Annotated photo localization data
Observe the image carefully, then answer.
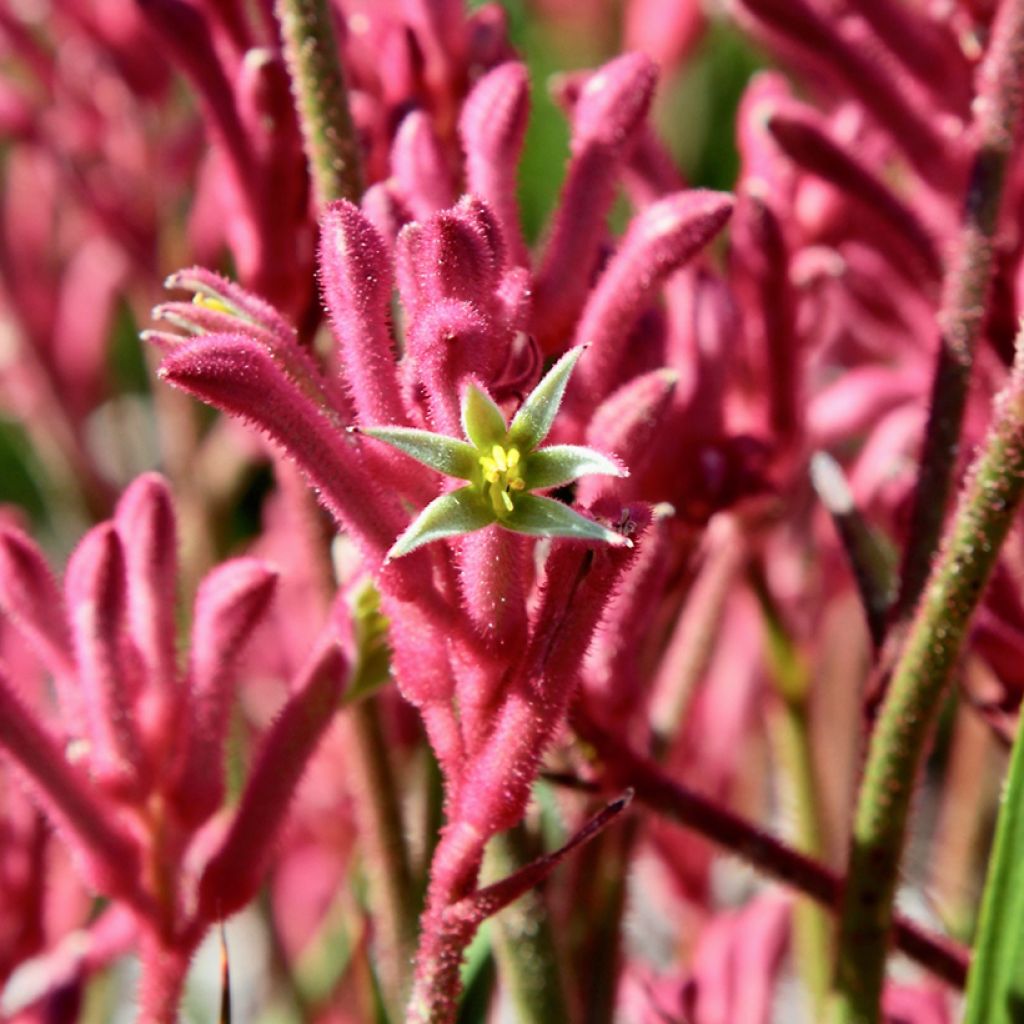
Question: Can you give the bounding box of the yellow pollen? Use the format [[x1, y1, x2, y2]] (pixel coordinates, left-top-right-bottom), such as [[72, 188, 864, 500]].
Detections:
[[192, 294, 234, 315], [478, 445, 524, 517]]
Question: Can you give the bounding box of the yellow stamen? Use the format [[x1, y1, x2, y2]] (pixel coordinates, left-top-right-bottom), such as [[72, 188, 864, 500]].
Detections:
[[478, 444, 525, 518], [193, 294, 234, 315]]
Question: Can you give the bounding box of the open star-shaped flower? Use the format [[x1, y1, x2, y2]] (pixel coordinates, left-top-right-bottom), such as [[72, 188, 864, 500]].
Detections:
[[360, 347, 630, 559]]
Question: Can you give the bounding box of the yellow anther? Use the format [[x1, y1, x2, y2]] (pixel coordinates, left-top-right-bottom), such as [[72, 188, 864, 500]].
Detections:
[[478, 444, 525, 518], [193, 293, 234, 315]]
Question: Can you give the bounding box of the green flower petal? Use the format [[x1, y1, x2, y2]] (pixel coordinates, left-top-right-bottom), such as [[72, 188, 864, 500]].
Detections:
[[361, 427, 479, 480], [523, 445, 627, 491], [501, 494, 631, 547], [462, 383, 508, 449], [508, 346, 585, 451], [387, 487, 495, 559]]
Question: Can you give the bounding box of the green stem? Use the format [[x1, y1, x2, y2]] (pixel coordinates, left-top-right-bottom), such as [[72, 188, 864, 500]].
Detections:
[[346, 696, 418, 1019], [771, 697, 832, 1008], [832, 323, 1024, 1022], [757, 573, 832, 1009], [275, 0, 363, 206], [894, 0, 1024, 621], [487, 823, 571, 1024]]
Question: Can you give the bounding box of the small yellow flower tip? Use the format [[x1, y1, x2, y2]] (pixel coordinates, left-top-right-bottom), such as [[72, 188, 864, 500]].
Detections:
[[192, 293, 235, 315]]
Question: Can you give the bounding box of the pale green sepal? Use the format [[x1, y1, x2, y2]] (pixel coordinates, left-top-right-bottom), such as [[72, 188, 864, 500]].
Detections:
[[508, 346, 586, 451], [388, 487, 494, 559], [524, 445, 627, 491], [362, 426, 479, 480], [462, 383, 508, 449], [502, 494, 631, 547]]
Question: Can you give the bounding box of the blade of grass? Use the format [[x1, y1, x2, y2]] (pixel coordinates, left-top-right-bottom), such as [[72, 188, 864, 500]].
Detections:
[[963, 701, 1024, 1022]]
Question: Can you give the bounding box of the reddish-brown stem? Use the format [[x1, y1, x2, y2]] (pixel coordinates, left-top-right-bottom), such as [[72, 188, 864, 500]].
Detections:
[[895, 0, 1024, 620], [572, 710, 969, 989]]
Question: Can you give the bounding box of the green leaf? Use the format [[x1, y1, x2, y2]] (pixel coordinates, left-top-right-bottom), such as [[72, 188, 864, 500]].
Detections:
==
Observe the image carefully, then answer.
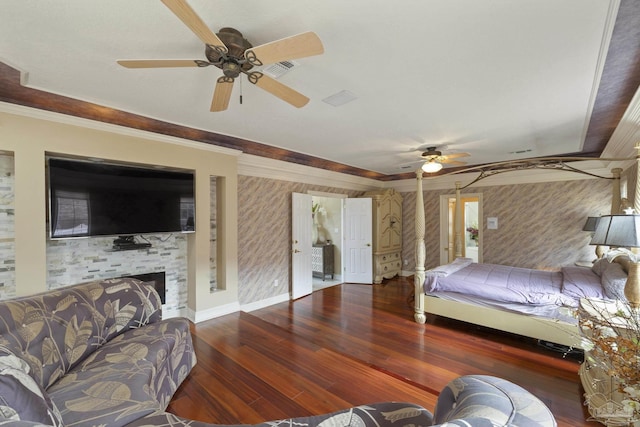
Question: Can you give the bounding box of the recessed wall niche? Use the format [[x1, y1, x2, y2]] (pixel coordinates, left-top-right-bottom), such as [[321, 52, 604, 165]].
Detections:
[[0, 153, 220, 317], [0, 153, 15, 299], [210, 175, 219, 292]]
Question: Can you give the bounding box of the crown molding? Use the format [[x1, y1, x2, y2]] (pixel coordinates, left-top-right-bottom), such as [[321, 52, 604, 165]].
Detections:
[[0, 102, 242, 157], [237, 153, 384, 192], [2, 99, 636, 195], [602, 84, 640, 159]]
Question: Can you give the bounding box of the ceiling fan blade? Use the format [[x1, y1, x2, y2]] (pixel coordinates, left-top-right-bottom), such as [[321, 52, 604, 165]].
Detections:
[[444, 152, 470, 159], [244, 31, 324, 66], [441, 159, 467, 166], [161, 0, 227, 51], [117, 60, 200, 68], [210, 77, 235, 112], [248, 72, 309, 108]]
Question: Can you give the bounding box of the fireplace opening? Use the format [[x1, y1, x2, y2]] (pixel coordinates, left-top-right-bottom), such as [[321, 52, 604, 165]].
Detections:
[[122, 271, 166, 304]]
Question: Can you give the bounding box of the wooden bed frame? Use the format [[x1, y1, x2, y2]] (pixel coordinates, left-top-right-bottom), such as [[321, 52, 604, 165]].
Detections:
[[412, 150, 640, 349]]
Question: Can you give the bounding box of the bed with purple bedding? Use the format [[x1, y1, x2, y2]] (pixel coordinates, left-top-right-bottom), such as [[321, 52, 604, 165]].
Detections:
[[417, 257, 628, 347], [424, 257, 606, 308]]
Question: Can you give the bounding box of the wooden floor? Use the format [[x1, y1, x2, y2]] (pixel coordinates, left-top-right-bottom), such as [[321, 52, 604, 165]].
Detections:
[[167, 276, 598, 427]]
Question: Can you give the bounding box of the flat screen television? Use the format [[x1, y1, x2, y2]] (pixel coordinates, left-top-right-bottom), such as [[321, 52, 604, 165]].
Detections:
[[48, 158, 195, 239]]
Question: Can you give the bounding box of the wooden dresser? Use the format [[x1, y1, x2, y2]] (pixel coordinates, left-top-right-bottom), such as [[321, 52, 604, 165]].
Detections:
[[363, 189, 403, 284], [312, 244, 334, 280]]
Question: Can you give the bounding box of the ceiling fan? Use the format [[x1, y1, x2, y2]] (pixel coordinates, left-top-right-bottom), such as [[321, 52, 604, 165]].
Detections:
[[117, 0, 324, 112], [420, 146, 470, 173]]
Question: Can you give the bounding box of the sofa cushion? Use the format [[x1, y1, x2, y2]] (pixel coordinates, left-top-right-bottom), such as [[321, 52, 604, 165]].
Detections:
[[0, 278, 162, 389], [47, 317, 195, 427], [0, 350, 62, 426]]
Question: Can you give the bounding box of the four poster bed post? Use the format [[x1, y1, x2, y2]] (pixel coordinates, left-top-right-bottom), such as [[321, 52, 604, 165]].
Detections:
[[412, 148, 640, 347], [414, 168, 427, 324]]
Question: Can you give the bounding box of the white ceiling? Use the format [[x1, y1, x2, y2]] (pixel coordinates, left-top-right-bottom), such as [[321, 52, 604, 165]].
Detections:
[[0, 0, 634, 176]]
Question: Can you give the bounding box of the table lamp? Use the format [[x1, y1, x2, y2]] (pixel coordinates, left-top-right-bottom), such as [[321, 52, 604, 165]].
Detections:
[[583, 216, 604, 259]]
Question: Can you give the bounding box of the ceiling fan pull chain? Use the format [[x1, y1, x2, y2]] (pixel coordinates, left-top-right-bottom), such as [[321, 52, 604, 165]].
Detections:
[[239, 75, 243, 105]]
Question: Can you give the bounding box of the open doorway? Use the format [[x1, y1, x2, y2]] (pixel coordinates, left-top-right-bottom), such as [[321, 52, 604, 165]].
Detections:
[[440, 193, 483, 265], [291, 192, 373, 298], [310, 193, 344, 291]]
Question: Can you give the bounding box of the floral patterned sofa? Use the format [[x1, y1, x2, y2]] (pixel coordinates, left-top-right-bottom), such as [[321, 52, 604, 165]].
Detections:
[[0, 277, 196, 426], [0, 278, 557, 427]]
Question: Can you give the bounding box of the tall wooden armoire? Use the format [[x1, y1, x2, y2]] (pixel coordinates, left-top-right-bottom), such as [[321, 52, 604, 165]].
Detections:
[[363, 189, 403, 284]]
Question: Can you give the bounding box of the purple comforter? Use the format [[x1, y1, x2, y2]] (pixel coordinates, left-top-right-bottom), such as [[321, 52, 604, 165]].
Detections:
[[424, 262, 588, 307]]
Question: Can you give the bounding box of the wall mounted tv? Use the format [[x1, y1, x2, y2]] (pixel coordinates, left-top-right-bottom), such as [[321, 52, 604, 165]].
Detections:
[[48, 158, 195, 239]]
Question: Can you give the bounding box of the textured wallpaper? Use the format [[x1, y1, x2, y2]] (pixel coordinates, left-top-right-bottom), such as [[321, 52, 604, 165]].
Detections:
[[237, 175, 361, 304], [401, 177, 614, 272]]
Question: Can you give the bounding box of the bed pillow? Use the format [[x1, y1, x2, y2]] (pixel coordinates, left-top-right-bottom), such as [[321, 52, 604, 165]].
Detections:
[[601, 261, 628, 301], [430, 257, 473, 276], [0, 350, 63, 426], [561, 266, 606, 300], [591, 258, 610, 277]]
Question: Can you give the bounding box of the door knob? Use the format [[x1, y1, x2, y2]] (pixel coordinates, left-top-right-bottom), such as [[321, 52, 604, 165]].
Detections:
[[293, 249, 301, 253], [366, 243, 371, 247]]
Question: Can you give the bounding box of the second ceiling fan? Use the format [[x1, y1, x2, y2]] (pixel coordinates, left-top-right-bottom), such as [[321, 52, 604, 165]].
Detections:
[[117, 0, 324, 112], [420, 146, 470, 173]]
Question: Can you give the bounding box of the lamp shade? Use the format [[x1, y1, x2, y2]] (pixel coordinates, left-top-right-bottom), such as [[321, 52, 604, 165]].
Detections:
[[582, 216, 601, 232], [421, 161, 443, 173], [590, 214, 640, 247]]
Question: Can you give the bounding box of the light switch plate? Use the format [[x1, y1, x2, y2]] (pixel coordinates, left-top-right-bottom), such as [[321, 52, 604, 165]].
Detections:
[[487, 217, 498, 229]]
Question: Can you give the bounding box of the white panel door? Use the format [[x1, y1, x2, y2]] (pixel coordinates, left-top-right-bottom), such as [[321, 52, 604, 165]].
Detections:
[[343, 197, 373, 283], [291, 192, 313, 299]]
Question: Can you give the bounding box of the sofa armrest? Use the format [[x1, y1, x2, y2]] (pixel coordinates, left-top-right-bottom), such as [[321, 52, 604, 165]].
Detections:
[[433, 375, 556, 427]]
==
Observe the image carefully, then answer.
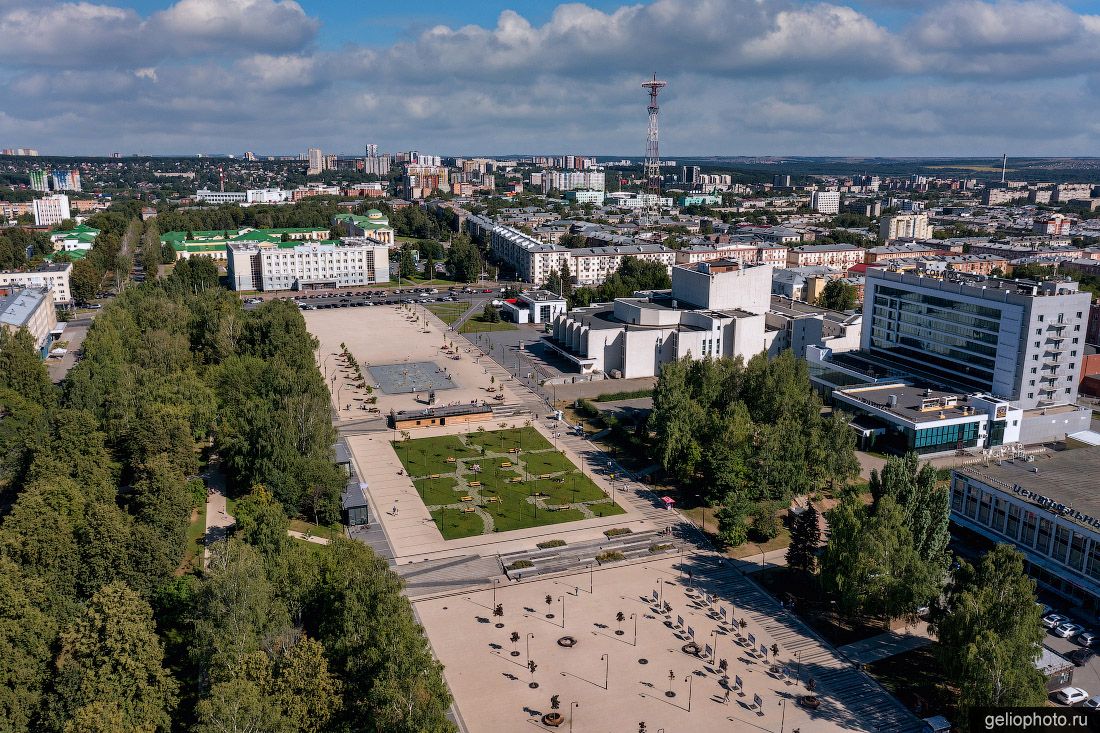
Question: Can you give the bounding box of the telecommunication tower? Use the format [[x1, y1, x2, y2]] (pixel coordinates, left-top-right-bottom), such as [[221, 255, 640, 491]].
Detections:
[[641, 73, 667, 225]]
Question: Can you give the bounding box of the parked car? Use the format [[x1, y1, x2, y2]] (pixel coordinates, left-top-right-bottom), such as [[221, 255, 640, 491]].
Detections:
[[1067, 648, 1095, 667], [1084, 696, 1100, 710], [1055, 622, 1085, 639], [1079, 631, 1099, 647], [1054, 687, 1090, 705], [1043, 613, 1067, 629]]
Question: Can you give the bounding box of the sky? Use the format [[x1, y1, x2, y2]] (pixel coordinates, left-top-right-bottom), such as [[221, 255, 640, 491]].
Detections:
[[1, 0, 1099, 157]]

**EXERCISE AIM:** Show all lines in the records above that hold "stem".

**TASK RESULT:**
Question: Can you give the bounding box of the green stem? Use the format [[x1, y1, x2, y2]] (pixel coordinates, left-top-right-bottom), such as [[72, 188, 864, 500]].
Question: Can you give the bounding box of the reddish-brown stem? Use the format [[x1, y1, x2, y2]] (pixel coordinates, left-top-right-bottom), such as [[72, 188, 864, 500]].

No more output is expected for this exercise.